Reproduce the following records exactly from the line containing "Indicate every instance of the nhs" onward, ending with the last line and including it.

━━ Listing

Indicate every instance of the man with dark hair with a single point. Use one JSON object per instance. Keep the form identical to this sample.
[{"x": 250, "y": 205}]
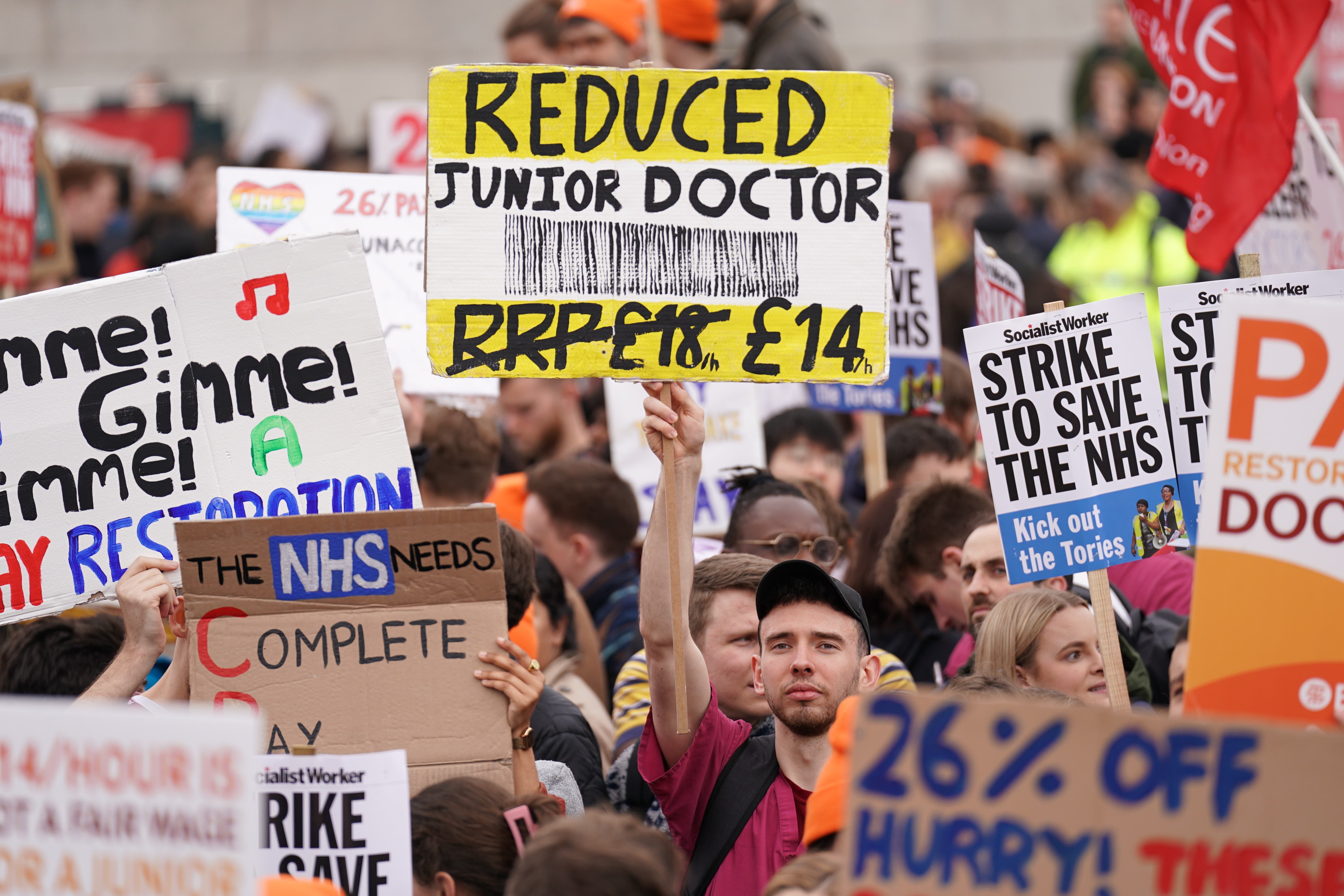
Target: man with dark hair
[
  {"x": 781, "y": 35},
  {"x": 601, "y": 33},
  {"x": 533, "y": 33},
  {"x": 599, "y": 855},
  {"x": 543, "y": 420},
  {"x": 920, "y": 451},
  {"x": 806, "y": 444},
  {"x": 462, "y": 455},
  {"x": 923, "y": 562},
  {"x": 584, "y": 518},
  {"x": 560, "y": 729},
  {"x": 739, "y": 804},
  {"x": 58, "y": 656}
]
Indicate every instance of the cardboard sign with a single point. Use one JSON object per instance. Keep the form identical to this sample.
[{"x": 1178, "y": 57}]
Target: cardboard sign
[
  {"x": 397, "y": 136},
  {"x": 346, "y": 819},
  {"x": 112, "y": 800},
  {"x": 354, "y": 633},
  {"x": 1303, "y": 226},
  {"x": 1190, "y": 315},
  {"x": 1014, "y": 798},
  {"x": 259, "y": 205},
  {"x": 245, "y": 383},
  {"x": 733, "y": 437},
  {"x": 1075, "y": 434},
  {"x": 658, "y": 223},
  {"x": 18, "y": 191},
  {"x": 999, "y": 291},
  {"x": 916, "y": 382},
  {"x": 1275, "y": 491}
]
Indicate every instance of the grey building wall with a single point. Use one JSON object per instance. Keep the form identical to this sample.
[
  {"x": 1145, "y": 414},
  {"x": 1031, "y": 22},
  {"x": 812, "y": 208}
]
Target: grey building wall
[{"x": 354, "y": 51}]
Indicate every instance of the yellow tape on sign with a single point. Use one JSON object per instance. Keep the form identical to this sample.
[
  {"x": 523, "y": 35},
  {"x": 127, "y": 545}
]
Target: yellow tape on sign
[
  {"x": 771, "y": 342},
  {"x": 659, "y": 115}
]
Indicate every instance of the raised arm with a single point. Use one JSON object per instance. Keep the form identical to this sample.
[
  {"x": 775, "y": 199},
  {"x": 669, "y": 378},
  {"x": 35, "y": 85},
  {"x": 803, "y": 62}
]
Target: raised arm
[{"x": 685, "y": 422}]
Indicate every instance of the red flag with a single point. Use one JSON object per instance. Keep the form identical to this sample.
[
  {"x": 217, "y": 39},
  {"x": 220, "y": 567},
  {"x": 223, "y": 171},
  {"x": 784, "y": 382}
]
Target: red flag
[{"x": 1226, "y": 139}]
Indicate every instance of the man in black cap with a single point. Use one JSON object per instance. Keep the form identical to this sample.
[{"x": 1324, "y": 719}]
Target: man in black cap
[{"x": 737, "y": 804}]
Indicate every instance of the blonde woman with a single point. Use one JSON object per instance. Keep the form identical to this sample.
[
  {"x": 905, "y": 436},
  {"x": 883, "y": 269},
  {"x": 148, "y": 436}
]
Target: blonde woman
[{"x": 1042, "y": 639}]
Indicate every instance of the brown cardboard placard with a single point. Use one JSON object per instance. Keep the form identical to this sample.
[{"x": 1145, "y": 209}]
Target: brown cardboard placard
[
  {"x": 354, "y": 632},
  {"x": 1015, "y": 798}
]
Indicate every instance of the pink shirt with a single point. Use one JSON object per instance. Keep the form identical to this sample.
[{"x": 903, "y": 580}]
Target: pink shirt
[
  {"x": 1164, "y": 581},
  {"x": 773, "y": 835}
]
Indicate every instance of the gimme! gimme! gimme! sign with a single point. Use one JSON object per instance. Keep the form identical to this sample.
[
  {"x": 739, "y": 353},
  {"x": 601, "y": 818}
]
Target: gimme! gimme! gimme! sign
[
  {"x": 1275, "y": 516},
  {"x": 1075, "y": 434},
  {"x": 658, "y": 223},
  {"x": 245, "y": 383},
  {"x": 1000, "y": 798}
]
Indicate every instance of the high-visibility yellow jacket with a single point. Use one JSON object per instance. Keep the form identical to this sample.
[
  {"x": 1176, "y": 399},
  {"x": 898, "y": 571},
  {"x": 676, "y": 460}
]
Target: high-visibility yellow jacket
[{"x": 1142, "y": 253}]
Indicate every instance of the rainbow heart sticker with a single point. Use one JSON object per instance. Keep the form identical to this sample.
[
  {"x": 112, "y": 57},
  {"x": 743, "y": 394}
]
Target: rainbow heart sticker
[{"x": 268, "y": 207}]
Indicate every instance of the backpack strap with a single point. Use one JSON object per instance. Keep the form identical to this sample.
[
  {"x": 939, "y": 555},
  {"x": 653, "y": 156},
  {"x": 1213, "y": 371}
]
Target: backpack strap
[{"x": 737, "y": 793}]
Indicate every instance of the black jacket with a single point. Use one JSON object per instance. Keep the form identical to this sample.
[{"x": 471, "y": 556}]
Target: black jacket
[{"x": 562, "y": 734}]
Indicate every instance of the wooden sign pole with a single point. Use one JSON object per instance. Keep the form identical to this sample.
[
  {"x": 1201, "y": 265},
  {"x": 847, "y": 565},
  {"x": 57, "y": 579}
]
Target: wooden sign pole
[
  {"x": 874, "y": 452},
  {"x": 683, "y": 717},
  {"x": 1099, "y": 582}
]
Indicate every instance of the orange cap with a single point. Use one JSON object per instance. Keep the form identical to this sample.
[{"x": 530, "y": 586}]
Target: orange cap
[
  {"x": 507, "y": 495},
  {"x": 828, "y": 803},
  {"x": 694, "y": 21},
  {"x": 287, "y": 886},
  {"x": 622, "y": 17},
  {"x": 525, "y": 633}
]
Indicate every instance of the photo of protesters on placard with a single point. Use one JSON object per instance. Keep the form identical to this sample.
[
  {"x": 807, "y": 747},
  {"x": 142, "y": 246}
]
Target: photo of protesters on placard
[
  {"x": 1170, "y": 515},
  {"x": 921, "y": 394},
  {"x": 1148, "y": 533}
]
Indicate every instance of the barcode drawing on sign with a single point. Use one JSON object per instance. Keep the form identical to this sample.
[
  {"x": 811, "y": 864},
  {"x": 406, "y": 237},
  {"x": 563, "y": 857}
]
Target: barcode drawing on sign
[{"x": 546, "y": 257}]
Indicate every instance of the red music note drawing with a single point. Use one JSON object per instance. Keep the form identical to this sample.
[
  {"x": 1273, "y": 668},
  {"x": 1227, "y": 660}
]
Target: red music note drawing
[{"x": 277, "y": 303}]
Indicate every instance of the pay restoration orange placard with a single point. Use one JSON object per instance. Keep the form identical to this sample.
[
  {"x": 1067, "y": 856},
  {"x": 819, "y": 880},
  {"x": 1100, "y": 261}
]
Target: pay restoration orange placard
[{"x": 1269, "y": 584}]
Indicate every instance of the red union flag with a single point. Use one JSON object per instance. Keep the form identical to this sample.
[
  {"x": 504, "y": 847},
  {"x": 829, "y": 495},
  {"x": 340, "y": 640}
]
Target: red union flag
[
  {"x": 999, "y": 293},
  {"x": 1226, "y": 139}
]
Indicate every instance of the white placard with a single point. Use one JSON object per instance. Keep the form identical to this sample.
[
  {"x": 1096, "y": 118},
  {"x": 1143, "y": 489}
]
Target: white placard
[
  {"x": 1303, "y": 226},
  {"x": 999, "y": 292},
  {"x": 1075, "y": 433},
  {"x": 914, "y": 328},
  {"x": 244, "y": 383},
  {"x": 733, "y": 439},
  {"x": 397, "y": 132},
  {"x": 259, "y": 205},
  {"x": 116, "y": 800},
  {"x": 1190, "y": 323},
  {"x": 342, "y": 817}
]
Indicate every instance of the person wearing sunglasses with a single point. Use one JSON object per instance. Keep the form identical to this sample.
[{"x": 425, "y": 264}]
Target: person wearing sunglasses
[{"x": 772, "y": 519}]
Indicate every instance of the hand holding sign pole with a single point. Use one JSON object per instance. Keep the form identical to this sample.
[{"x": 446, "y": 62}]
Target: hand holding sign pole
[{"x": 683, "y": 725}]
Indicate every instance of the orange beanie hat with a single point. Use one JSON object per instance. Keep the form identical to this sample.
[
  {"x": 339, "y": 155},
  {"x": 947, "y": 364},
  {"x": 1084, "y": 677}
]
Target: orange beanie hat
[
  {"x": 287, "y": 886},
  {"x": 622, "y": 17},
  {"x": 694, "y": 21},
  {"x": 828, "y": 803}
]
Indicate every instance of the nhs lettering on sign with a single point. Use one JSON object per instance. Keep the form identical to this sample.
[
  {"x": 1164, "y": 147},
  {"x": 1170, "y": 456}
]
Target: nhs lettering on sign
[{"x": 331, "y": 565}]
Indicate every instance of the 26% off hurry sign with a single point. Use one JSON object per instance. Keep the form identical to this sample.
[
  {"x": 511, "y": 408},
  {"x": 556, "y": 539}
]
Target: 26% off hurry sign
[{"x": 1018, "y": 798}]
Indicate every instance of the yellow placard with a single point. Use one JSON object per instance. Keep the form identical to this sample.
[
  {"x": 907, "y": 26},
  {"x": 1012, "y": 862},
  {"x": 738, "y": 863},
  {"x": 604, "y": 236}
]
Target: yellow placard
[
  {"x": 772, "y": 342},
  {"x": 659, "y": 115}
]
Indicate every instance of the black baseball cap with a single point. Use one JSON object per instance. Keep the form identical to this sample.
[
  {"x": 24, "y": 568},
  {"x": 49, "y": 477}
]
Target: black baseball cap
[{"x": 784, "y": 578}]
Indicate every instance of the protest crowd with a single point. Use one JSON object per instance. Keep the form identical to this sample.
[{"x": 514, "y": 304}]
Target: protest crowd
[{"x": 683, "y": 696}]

━━━━

#### Task response
Indicate every instance of the nhs lettering on sign with a single point. Use one JSON object per instance. Keep the form identical to this sample.
[
  {"x": 1164, "y": 147},
  {"x": 1170, "y": 456}
]
Target: nhs lettering on sign
[{"x": 331, "y": 565}]
Indicate every instance of the 26% off hurry sign with a single point. Use one JSON object per instance. Keep the form identical to this sample.
[
  {"x": 511, "y": 408},
  {"x": 556, "y": 539}
]
Target: 26% off hurry sign
[{"x": 1018, "y": 798}]
Indicate every instance of the yellow placard with a single point. Use one JSON object per instance. Keep the form identical to this sample.
[
  {"x": 907, "y": 26},
  {"x": 1012, "y": 862},
  {"x": 738, "y": 863},
  {"x": 604, "y": 236}
]
Target: yellow placard
[
  {"x": 772, "y": 342},
  {"x": 659, "y": 115}
]
Indicate every instance of the black baseball cap with a single point. Use one JSON object per instance. Keep the form identical to this sample.
[
  {"x": 24, "y": 568},
  {"x": 49, "y": 477}
]
Target: black baseball cap
[{"x": 784, "y": 578}]
Indicate every instance of the protest crowd with a single point. Use one JSON object per instance. Keep the form identical to this sample.
[{"x": 514, "y": 304}]
Target: protest crowd
[{"x": 683, "y": 696}]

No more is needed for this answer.